▸ WHAT THE TASK REQUIRES
Put each line of the records below into a Markdown table with two columns, "Row" for the sequential row number and "Line" for the line itself. Omit any blank lines.

::::

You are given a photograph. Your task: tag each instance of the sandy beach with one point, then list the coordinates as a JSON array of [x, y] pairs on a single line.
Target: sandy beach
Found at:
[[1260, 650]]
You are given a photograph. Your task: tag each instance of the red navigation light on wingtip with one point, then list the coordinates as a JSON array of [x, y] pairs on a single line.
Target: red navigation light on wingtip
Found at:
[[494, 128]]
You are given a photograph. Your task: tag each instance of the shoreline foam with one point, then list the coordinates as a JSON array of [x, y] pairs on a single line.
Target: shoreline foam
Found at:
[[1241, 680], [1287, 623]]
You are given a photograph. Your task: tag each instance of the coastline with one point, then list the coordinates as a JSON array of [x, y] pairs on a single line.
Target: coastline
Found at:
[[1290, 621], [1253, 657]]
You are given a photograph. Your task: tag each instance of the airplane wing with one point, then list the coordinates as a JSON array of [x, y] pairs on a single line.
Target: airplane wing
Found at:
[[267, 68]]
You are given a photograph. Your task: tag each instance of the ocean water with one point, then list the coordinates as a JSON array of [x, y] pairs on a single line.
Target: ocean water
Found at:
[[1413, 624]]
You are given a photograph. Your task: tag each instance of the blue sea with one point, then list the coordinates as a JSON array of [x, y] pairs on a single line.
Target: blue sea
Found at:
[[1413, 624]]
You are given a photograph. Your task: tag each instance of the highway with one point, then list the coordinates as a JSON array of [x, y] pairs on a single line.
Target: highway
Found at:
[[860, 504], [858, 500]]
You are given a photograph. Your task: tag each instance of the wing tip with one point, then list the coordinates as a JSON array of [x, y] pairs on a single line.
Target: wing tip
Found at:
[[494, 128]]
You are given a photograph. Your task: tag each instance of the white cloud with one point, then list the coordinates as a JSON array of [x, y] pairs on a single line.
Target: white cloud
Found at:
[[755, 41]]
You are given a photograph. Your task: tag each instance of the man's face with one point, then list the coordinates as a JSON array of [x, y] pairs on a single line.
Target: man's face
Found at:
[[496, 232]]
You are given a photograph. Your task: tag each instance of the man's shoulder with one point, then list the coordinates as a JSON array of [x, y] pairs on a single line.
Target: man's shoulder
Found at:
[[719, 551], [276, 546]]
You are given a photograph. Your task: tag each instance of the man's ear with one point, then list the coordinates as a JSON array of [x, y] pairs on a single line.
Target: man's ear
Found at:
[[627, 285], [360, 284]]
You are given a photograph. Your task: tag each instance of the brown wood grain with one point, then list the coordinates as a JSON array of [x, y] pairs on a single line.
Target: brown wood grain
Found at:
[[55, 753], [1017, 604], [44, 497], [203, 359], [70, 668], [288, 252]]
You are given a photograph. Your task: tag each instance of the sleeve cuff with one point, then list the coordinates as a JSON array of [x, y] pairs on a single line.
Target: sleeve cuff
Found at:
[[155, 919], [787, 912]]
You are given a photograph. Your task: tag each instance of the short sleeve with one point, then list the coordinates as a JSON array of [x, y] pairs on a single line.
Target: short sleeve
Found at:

::::

▸ RESULT OF THIS TASK
| Row | Line |
|---|---|
| 1 | You are given a photograph. Your task: tag each instance of the sandy beach with one point, then list the coordinates as a JSON array of [x, y] pairs on a single line. |
| 2 | Target: sandy beach |
| 3 | Found at: |
| 4 | [[1260, 650]] |
| 5 | You are given a photograph. Your task: tag each instance of the red navigation light on wingtip with one point, then list the coordinates as a JSON array of [x, y] pairs on a single line. |
| 6 | Target: red navigation light on wingtip |
| 7 | Found at: |
| 8 | [[494, 128]] |
| 9 | You are given a photograph. Your task: tag each instance of the shoreline foam with one point, then list the coordinates as a JSON array of [x, y] pairs on a single line. |
| 10 | Target: shoreline foam |
| 11 | Found at: |
| 12 | [[1241, 680], [1287, 623]] |
| 13 | You are given a photograph. Your task: tag each instance of the coastline with one point, then list the coordinates as a JSON array of [x, y] pairs on a single line. |
| 14 | Target: coastline |
| 15 | Found at: |
| 16 | [[1290, 621], [1253, 657]] |
| 17 | You are given a photograph. Your task: tag each instance of the airplane wing with one point, then list the coordinates as a JSON array of [x, y] pairs on a single line. |
| 18 | Target: airplane wing |
| 19 | Found at: |
| 20 | [[267, 68]] |
| 21 | You are given a photograph. Your task: tag each instance of the ocean water with one point, then list the coordinates as a JSON array of [x, y] pairs on a single line. |
| 22 | Target: ocean water |
| 23 | Found at: |
| 24 | [[1413, 624]] |
| 25 | You are given a photograph. Your task: tag each instance of the blue sea with one point, then list the coordinates as a JSON array of [x, y] pairs on a single line. |
| 26 | Target: blue sea |
| 27 | Found at: |
| 28 | [[1413, 624]] |
| 29 | You are given a photograph. Your task: tag each instance of the highway with one point, then list the coordinates as a JSON array of [x, y] pairs on a single line. |
| 30 | Target: highway |
| 31 | Found at: |
| 32 | [[860, 504], [858, 500]] |
| 33 | You are given a photograph. Your task: tag each instance of the wing tip with one point, then list the coordinates as a JSON array of [x, y] pairs on a single line. |
| 34 | Target: wing tip |
| 35 | Found at: |
| 36 | [[494, 128]] |
| 37 | You are given a photograph. Your task: tag each instance of the white cloud with one point, then list the coordinates as a JSON array of [x, y] pairs on a single line. |
| 38 | Target: white cloud |
| 39 | Found at: |
| 40 | [[755, 41]] |
| 41 | You are given a photograph. Your task: tag each instance of the man's face with one point, then list the coordinates as a JSON array of [x, y] pairs on a single line. |
| 42 | Target: man's face |
| 43 | Found at: |
| 44 | [[496, 232]] |
| 45 | You are given a photograph. Your task: tag each instance of the man's shoulder with one point, then list the coordinates as a JSON array of [x, y] pairs on a single line. |
| 46 | Target: man's shoulder |
| 47 | Found at: |
| 48 | [[719, 551], [276, 546]] |
| 49 | You are given a photograph. Your task: tag each instance of the man's ear with one point, then list the coordinates as a JSON array of [x, y] pairs on a single line. |
| 50 | Target: man's ear |
| 51 | Found at: |
| 52 | [[627, 285], [360, 284]] |
| 53 | You are given a photograph. Your task: tag each instance of the brown wood grain with one point, then list the coordinates as a JSON array of [x, y] pairs on a single line. |
| 54 | Target: brown wood grain |
| 55 | Found at: |
| 56 | [[55, 753], [1017, 604], [44, 497], [203, 359], [70, 668], [288, 252]] |
| 57 | You are given a photograph. Your task: tag each instance of the sleeve cuff with one point, then list the coordinates as a JSON array of [x, y] pairs on a single line. |
| 58 | Target: sleeve cuff |
| 59 | Found at: |
| 60 | [[155, 919], [787, 912]] |
| 61 | You are given a photograph. Your task: tag each instance of the short sleeve with one point, then list the coordinates as a JSON array of [x, y] pairs on a single line. |
| 62 | Target: short sleeve |
| 63 | Found at: |